[Natural language region descriptions]
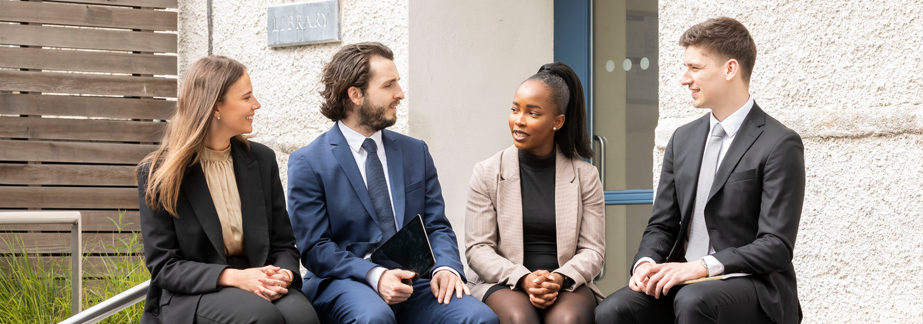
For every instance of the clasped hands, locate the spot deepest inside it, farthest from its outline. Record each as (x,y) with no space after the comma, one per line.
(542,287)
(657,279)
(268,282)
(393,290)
* * *
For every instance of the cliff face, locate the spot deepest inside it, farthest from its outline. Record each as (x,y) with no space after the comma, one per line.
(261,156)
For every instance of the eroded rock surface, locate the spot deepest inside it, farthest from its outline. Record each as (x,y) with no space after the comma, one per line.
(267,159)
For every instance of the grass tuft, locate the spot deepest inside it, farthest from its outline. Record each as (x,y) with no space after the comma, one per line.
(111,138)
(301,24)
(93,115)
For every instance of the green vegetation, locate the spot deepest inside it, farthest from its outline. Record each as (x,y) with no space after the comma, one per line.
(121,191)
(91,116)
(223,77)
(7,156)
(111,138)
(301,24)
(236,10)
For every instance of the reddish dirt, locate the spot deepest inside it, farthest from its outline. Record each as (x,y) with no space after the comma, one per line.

### [Task to carry out]
Your answer must consist solely of the lines above between the line holding "For every instance of the cliff" and the line holding "For every instance of the reddish", inclusive, copied exactly.

### [Task answer]
For every instance of the cliff face, locate the spot deepest inside it, farthest from its outline. Record each as (x,y) with no space after the comma, one per line.
(261,156)
For every instance of the eroded rock surface, locate the spot deepest inside it, farthest from its outline. Record each as (x,y) with no space after the comma, one per line.
(267,159)
For every instance of the grass tuft, locate the spot deepest inside it, farthest from its outline. Record each as (x,y) with no space after the comma, one per line.
(111,138)
(301,24)
(93,115)
For every instance of the green vegetation, locate the spot deepest inside it, farthest from its outline. Record each as (x,y) with no space after the comma, one per line.
(121,191)
(91,116)
(223,77)
(7,156)
(111,138)
(301,24)
(236,10)
For every instance of the reddish dirt, locate the spot deepest inside it, farthest from its outline. Record each as (x,y) with no space after the comma, one per line.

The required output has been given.